DO THIS:
Starting from the very first line of the items and stopping after the line that contains "x=145 y=114", lay out those lines as a JSON list of strings, one string per line, with blank lines omitted.

DATA SHOWN:
# # # # # # #

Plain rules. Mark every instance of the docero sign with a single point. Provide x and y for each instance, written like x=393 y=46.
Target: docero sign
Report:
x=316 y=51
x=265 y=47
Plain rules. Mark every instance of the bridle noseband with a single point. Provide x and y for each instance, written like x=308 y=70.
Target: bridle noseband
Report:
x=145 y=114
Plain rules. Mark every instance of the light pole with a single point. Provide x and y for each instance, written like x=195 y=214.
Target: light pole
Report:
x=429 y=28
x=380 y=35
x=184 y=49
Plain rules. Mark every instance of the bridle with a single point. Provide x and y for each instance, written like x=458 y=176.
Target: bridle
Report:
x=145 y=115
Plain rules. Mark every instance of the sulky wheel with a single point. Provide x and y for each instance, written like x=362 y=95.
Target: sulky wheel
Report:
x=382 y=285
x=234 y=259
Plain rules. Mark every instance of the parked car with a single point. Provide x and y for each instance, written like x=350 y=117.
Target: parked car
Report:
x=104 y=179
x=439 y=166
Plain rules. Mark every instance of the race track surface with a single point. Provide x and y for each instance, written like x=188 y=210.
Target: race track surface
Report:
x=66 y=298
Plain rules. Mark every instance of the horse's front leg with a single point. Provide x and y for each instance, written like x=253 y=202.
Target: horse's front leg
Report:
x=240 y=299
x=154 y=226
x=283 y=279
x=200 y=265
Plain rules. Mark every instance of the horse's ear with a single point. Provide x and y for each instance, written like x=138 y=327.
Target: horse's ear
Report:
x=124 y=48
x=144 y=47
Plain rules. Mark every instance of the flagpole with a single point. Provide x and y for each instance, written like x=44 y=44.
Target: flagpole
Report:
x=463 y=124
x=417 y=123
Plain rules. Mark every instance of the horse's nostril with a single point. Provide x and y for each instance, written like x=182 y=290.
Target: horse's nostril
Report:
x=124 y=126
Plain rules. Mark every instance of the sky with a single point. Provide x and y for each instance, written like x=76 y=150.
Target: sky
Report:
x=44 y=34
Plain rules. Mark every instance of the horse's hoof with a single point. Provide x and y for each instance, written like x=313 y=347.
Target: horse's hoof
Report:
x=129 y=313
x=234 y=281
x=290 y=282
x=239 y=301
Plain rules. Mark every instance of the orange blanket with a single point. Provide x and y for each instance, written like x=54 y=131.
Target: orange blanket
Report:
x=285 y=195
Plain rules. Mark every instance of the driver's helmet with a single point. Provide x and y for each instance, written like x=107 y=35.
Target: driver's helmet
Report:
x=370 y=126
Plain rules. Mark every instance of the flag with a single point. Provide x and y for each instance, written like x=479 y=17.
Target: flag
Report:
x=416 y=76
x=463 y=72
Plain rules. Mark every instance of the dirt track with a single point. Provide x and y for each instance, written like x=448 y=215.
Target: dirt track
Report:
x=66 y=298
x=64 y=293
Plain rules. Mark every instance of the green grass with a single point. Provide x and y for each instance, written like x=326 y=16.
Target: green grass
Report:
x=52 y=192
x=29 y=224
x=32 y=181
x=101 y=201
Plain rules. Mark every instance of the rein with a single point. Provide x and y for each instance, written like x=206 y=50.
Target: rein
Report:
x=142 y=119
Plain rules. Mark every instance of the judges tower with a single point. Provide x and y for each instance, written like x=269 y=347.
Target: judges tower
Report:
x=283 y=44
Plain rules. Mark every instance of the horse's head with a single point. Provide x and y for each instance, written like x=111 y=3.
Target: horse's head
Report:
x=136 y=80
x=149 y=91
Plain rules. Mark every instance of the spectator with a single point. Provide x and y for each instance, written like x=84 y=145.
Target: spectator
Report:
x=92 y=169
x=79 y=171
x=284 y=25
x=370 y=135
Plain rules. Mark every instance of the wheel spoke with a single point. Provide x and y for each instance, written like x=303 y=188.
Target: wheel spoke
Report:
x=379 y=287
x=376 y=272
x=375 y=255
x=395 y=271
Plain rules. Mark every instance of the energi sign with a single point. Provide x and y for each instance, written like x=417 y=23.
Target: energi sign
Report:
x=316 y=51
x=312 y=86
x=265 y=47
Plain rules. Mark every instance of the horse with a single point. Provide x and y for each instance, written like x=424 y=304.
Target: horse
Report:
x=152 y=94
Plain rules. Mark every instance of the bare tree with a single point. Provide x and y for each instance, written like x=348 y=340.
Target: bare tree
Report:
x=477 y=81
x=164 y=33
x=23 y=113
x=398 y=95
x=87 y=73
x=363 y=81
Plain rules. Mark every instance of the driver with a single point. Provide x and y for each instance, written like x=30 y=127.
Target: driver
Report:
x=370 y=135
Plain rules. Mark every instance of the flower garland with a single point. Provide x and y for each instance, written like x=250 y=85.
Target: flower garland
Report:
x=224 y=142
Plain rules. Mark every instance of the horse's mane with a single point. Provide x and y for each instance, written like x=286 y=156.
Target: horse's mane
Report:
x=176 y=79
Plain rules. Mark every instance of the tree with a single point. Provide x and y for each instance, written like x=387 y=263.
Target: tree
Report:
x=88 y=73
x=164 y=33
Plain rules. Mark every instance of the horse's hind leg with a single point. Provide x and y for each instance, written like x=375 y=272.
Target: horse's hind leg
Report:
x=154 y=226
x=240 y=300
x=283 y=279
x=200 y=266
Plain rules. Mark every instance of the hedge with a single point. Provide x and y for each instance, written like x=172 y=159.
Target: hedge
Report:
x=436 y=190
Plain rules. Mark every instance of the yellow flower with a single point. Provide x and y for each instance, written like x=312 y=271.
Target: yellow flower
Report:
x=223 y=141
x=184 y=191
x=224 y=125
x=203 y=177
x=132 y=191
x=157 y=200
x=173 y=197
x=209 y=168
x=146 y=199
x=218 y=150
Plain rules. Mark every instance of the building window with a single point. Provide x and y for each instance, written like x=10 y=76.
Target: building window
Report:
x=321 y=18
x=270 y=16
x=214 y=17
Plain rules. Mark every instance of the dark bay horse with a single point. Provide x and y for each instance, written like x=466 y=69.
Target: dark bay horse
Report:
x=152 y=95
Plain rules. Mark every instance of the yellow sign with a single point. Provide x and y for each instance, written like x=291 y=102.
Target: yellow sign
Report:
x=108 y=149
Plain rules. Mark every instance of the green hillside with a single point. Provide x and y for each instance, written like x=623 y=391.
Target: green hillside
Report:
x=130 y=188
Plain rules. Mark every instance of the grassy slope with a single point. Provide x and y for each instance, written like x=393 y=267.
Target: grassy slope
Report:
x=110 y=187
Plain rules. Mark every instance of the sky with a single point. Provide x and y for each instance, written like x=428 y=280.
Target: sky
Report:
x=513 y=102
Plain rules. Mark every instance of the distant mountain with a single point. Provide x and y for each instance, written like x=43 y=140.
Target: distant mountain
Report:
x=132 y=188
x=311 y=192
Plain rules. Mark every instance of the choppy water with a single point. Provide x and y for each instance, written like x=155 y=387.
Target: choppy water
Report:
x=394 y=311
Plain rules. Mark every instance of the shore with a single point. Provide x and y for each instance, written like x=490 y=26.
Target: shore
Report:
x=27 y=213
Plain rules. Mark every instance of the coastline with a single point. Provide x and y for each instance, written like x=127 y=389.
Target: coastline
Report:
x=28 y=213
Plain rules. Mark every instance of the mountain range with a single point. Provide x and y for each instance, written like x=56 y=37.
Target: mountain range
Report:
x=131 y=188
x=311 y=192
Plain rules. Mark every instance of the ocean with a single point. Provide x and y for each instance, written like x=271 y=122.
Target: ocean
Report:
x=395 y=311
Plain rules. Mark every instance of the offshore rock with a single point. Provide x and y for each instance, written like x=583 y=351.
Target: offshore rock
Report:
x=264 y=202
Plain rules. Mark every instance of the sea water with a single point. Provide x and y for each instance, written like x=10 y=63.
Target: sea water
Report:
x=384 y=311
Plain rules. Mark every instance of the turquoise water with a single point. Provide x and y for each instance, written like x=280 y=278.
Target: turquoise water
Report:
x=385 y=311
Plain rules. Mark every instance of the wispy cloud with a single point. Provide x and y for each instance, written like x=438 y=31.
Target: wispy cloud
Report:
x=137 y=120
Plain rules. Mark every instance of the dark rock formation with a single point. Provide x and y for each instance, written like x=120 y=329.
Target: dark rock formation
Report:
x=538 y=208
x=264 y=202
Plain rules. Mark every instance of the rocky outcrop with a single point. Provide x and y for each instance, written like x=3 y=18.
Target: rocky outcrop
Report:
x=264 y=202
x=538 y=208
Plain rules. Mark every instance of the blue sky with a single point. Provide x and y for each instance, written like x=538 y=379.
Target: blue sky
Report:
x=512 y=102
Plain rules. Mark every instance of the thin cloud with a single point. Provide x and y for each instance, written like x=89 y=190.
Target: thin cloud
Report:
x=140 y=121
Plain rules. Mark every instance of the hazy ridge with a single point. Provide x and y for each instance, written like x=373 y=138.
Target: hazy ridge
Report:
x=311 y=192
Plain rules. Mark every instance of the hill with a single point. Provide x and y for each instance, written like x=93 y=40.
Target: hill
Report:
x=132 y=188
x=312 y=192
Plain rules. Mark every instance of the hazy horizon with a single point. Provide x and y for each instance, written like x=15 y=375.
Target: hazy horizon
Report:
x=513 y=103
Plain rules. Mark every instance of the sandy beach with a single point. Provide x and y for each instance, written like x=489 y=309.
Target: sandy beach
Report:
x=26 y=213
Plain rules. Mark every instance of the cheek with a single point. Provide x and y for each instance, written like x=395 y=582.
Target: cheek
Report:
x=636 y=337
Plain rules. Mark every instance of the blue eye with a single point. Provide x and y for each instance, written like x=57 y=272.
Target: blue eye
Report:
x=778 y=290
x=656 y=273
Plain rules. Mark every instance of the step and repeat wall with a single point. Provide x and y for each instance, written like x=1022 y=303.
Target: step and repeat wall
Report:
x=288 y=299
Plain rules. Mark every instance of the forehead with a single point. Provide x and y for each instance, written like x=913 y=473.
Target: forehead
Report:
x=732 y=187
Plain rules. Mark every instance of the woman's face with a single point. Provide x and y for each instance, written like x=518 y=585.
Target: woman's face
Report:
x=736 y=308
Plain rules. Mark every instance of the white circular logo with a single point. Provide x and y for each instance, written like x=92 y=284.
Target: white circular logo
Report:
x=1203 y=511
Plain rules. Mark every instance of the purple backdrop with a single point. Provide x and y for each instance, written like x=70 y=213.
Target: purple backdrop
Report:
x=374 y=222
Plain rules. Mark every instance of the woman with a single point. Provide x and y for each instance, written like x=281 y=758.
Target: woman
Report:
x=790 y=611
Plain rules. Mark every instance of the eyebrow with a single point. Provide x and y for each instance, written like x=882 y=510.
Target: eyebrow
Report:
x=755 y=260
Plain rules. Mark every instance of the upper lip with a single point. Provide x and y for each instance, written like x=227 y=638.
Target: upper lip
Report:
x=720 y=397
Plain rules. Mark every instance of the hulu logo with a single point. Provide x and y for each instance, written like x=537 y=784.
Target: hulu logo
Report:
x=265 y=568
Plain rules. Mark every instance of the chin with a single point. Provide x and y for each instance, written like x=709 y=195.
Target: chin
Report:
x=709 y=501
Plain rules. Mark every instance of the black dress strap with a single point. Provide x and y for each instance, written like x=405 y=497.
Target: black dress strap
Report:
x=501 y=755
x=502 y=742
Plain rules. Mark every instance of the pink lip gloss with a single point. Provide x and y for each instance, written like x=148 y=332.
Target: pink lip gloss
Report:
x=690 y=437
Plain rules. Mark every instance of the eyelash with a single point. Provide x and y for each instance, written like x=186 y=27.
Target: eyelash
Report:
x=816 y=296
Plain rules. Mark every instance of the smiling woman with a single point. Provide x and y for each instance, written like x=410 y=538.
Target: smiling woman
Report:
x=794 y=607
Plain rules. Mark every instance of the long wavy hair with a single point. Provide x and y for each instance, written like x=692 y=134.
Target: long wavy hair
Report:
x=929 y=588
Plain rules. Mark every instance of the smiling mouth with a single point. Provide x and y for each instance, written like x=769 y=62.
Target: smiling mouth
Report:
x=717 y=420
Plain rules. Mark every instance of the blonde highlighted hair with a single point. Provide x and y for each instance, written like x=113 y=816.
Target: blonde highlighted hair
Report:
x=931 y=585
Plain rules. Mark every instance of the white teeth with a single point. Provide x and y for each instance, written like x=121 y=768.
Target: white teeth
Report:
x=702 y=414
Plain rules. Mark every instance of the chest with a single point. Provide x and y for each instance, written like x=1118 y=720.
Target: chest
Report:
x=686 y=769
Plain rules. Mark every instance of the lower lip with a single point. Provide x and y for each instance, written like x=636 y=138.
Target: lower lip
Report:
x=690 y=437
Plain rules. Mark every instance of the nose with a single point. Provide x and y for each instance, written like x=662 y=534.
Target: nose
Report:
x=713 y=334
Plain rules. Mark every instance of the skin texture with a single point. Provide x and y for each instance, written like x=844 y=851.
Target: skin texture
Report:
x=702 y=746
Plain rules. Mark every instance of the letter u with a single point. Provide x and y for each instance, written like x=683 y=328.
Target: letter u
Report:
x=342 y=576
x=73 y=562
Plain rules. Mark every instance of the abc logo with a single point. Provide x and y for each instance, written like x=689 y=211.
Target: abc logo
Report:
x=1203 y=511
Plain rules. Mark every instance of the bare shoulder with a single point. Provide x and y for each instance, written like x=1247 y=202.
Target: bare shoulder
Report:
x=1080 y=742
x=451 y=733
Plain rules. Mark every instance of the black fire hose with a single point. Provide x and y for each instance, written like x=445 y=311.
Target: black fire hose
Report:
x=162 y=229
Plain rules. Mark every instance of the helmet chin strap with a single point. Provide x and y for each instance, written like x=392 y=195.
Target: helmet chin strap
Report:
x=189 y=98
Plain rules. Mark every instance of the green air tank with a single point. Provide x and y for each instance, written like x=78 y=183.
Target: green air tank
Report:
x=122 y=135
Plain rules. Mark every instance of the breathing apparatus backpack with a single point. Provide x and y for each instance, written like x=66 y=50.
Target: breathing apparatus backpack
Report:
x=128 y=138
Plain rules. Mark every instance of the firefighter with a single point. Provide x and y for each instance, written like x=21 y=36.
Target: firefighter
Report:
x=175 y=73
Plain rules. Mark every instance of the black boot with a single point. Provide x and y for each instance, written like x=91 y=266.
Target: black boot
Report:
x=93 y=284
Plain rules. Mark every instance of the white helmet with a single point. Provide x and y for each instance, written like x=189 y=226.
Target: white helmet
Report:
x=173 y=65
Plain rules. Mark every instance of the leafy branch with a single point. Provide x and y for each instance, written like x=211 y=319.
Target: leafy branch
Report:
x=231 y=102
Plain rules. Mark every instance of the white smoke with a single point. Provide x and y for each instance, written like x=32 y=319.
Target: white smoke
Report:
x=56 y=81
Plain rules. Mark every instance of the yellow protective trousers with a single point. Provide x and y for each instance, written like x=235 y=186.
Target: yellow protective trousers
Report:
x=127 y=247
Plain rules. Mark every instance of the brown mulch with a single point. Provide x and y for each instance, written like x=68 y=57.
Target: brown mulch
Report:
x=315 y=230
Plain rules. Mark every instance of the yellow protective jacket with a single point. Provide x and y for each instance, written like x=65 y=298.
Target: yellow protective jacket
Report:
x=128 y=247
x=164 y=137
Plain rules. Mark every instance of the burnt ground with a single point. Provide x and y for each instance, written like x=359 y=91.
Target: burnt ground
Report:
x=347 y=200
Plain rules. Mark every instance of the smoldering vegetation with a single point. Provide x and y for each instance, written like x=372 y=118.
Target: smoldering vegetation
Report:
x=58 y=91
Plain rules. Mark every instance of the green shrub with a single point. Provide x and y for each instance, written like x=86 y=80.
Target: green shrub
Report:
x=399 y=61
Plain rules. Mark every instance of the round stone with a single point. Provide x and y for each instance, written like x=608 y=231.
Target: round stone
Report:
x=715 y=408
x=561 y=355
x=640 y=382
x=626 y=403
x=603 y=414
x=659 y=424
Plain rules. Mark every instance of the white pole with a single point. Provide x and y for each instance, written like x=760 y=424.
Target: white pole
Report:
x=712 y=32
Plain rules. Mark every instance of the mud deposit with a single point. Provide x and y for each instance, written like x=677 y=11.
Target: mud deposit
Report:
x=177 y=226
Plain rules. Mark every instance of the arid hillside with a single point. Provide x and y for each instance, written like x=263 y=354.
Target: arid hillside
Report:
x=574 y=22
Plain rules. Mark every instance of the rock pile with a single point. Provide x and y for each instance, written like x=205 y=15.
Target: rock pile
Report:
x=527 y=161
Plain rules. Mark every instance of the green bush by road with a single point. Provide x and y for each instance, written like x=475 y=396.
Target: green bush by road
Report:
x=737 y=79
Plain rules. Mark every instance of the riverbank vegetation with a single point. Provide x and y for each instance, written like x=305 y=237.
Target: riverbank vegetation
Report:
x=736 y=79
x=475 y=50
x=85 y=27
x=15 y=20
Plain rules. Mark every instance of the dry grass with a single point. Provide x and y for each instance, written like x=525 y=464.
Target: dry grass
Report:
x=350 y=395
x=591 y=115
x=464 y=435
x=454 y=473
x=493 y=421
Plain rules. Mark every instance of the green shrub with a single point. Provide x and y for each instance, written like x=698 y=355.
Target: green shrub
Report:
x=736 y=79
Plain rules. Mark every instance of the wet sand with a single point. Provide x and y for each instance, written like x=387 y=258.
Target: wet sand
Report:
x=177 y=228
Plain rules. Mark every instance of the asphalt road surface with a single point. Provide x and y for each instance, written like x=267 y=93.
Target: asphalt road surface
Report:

# # # # # # #

THE COMPLETED TASK:
[
  "Plain rules. Mark every instance of the docero sign with a single point. Provide x and y for each instance, written like x=393 y=46.",
  "Target: docero sign",
  "Report:",
  "x=316 y=51",
  "x=265 y=47",
  "Plain rules. Mark every instance of the bridle noseband with a single point. Provide x and y for each instance, written like x=308 y=70.",
  "Target: bridle noseband",
  "Report:",
  "x=145 y=114"
]